=== SOURCE MATERIAL ===
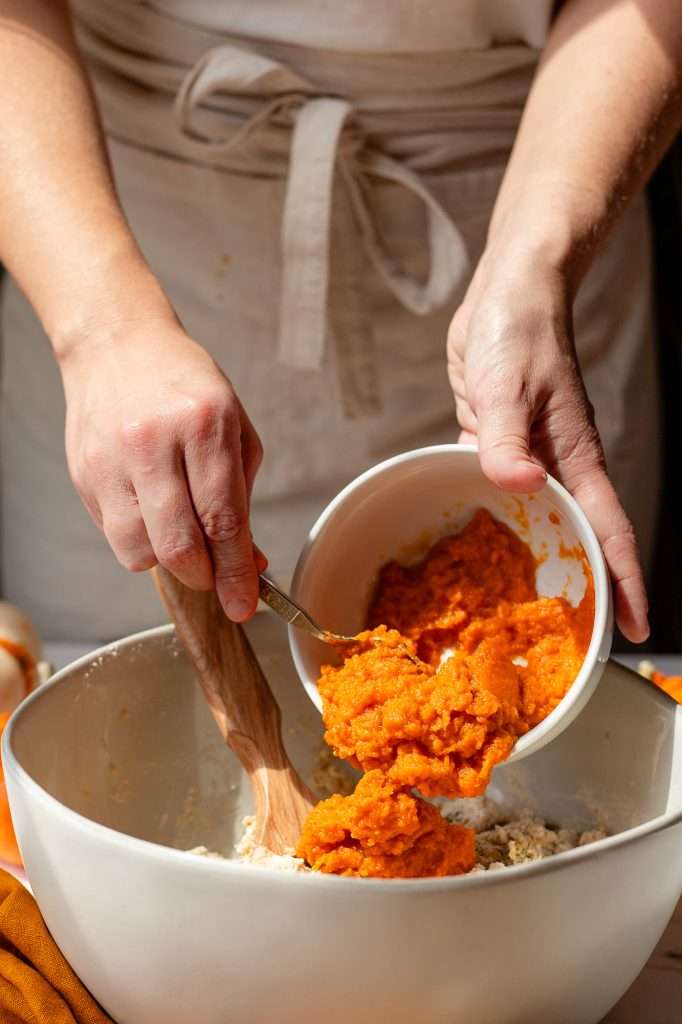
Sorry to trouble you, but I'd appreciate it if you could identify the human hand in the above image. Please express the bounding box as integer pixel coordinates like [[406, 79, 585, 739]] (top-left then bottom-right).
[[60, 314, 265, 622], [447, 243, 648, 643]]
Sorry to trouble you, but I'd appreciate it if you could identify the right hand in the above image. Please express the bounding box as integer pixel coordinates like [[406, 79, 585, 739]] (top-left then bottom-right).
[[59, 313, 264, 622], [447, 240, 649, 644]]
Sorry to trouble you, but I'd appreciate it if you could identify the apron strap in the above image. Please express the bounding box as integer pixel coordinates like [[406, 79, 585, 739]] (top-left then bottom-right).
[[344, 150, 470, 315], [174, 44, 469, 415], [279, 97, 353, 371]]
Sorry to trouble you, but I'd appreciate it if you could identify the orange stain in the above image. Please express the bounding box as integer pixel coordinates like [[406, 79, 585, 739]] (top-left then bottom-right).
[[510, 498, 530, 536]]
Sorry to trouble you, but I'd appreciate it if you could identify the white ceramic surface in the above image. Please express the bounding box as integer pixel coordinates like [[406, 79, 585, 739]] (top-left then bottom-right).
[[289, 444, 613, 763], [3, 617, 682, 1024]]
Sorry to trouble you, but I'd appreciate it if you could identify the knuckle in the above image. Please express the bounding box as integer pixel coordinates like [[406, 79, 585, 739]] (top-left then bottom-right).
[[79, 441, 106, 476], [104, 517, 155, 572], [122, 550, 157, 573], [251, 433, 264, 468], [474, 370, 531, 415], [119, 417, 159, 454], [481, 430, 530, 457], [558, 421, 604, 475], [454, 397, 474, 428], [185, 391, 236, 441], [69, 463, 87, 494], [156, 533, 202, 568], [242, 431, 264, 477], [215, 566, 255, 589], [492, 426, 527, 447], [188, 394, 220, 430], [602, 522, 638, 561], [446, 315, 465, 354], [200, 507, 244, 544]]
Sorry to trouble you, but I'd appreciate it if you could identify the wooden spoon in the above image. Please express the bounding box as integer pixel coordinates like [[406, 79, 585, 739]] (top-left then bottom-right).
[[152, 566, 315, 855]]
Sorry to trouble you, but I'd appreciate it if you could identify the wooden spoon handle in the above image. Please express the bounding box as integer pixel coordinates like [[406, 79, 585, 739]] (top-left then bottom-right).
[[152, 567, 314, 852]]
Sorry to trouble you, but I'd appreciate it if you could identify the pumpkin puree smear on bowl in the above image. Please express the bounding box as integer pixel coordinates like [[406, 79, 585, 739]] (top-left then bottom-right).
[[296, 509, 594, 879]]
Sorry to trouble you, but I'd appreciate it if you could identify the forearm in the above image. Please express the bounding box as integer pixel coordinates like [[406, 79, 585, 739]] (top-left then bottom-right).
[[0, 0, 171, 358], [0, 3, 265, 617], [489, 0, 682, 290]]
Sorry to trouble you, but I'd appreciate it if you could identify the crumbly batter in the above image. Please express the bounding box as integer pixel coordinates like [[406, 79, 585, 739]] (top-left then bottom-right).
[[190, 798, 606, 874], [441, 797, 607, 871], [189, 817, 306, 872]]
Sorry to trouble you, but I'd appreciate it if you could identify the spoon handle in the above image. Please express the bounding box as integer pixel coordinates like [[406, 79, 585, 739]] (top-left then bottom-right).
[[258, 574, 327, 641], [152, 567, 313, 852]]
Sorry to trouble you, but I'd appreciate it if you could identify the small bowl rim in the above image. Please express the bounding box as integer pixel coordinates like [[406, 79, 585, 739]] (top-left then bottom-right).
[[2, 626, 680, 893], [289, 443, 613, 763]]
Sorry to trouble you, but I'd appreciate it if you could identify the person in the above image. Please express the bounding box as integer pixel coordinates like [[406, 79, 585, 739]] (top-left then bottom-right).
[[0, 0, 679, 645]]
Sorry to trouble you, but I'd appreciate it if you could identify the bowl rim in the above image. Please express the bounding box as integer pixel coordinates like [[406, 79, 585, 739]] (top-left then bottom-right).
[[288, 443, 614, 762], [3, 624, 681, 894]]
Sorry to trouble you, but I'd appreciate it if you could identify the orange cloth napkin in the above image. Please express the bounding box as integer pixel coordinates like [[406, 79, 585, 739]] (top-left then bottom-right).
[[0, 869, 113, 1023]]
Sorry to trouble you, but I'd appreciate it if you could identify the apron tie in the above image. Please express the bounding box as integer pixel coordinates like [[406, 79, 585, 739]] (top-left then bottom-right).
[[174, 44, 469, 415]]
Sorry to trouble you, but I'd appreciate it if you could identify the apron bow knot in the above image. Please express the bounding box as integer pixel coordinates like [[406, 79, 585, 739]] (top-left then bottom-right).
[[174, 44, 469, 414]]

=== WHAT TO PRODUCE ===
Could you write the entries out again exactly, without their pictures?

=== SOLUTION TO THIS EXERCISE ===
Sorry to trouble you, but I'd appreciate it if you could identify the human hand in the above image. Please express the bounding box as integer pixel coordinates like [[406, 79, 585, 739]] (top-left then bottom-right).
[[60, 314, 265, 622], [447, 243, 648, 643]]
Sorry to trouble you, but I'd appreciate it if you could identify the right hand in the above image. Please express the bounding box as integer pixel coordinates like [[406, 79, 585, 739]] (top-left then bottom-right).
[[59, 313, 264, 622], [447, 240, 649, 644]]
Sorry to trouble you, but I'd appreciate it if you could identify the apron strap in the above image. Please express the bounding box as integer pixel coordinates like [[406, 79, 585, 739]] (top-left then bottom-right).
[[344, 150, 470, 315], [174, 44, 469, 415], [279, 97, 353, 371]]
Sorry to trouble you, but I'd appreciate it if you could identify the orange stain in the above image. Please express the bounding box as integer pixel coordinates like [[406, 79, 585, 739]] (top-left then bottom-right).
[[510, 498, 530, 536]]
Sorry to trouble you, but I'd appreciate it if you could identify the white ceramic surface in the above image. Please express the bounding box as integer pixel coordinates like [[406, 79, 585, 739]] (top-left then bottom-right).
[[289, 444, 613, 763], [3, 617, 682, 1024]]
Sorry to trouble you, but I'd appreciate it if you could identify the knuckle in the above image. Please express the bounding box as integer pixel coordinates like [[406, 79, 585, 739]] (top-left then bottom-right).
[[79, 441, 106, 476], [104, 517, 155, 572], [122, 550, 157, 573], [251, 433, 264, 468], [474, 370, 531, 415], [119, 417, 159, 454], [481, 430, 530, 457], [558, 421, 604, 475], [454, 397, 474, 428], [185, 391, 236, 441], [69, 463, 87, 494], [156, 533, 202, 568], [242, 431, 264, 477], [215, 566, 255, 589], [492, 426, 527, 447], [188, 394, 220, 430], [602, 522, 638, 561], [446, 315, 465, 354], [200, 507, 244, 544]]
Sorry to trouble you, but I'd appreciate it if you could identify the wooden spoon in the above image. Please express the bounding box as integer pixel coordinates like [[406, 79, 585, 739]] (top-left then bottom-right).
[[152, 566, 315, 855]]
Sorry to trouble you, but I'd appreciate it if you could identify the wooden spoon handle in the above image. Please express the bounding box as integer pixel coordinates like [[406, 79, 585, 739]] (top-left then bottom-right).
[[152, 567, 314, 852]]
Sorry to trouble you, but I'd appreciate it if you could identify the pumpkin puree smear on bowl in the above image. Please express the bounding box as integer pixel coordinates like [[406, 79, 585, 739]] (top-left then bottom-right).
[[296, 509, 594, 879]]
Sorry to trouble you, but I'd appreciate it if you could identify the forearm in the above image. Please express the bounding box as integer pixel coordinates like [[406, 79, 585, 739]] (top-left then bottom-right).
[[0, 0, 171, 358], [0, 3, 265, 617], [489, 0, 682, 290]]
Sorry to trouble you, but I'd appreciate it if you could identify the crumbly batter in the above image. Please express the bounding box as integer pixel coordinates like [[406, 79, 585, 739]] (top-left then bottom-right).
[[190, 798, 606, 874], [441, 797, 607, 871], [189, 817, 306, 872]]
Sorry to trouble you, but I'd appreciate it if you could identify the spoon handle in the above image. Please express the bounding box as integer pixel coordinates like [[406, 79, 585, 739]] (top-left then bottom-right).
[[258, 574, 327, 641], [152, 567, 313, 852]]
Sorry to trouble you, but I'd appreciate it if you could identify the small bowl rim in the above image. Please express the bounding box as integer pixel coordinates like [[406, 79, 585, 739]] (top-left then bottom-right).
[[2, 626, 680, 893], [289, 443, 613, 763]]
Sorry to trouble you, but I'd appreciate it if you could identify the person in the above image. Please express the bounding box as integer pixel coordinates like [[406, 79, 585, 739]] (top-left then bottom-right).
[[0, 0, 679, 645]]
Sorry to trouble you, but I'd appreciate it if you could identify the bowl rim in the above image. Please express the bounding box as integer pixel coordinates like [[406, 79, 585, 739]] (top-left then bottom-right).
[[288, 443, 614, 762], [3, 624, 681, 894]]
Sorry to trouble you, but I'd appreciate it if you could identify the orange cloth napkin in the above image. Please express the bounding box as integer pixel coordinates like [[406, 79, 585, 739]] (top-left then bottom-right).
[[0, 869, 113, 1023]]
Sorry to trouble you, but I'd appreciate it if you could identify the apron tie in the above image. Please express the bounding box as integer pixel coordinates like [[406, 79, 585, 739]] (top-left then bottom-right).
[[174, 44, 469, 415]]
Sorry to trouble you, but I'd appreciate it if you could identify the apron bow knot in the above image. Please express the bounding box as integer pixel coordinates like [[406, 79, 585, 739]] (top-left then bottom-right).
[[174, 44, 469, 414]]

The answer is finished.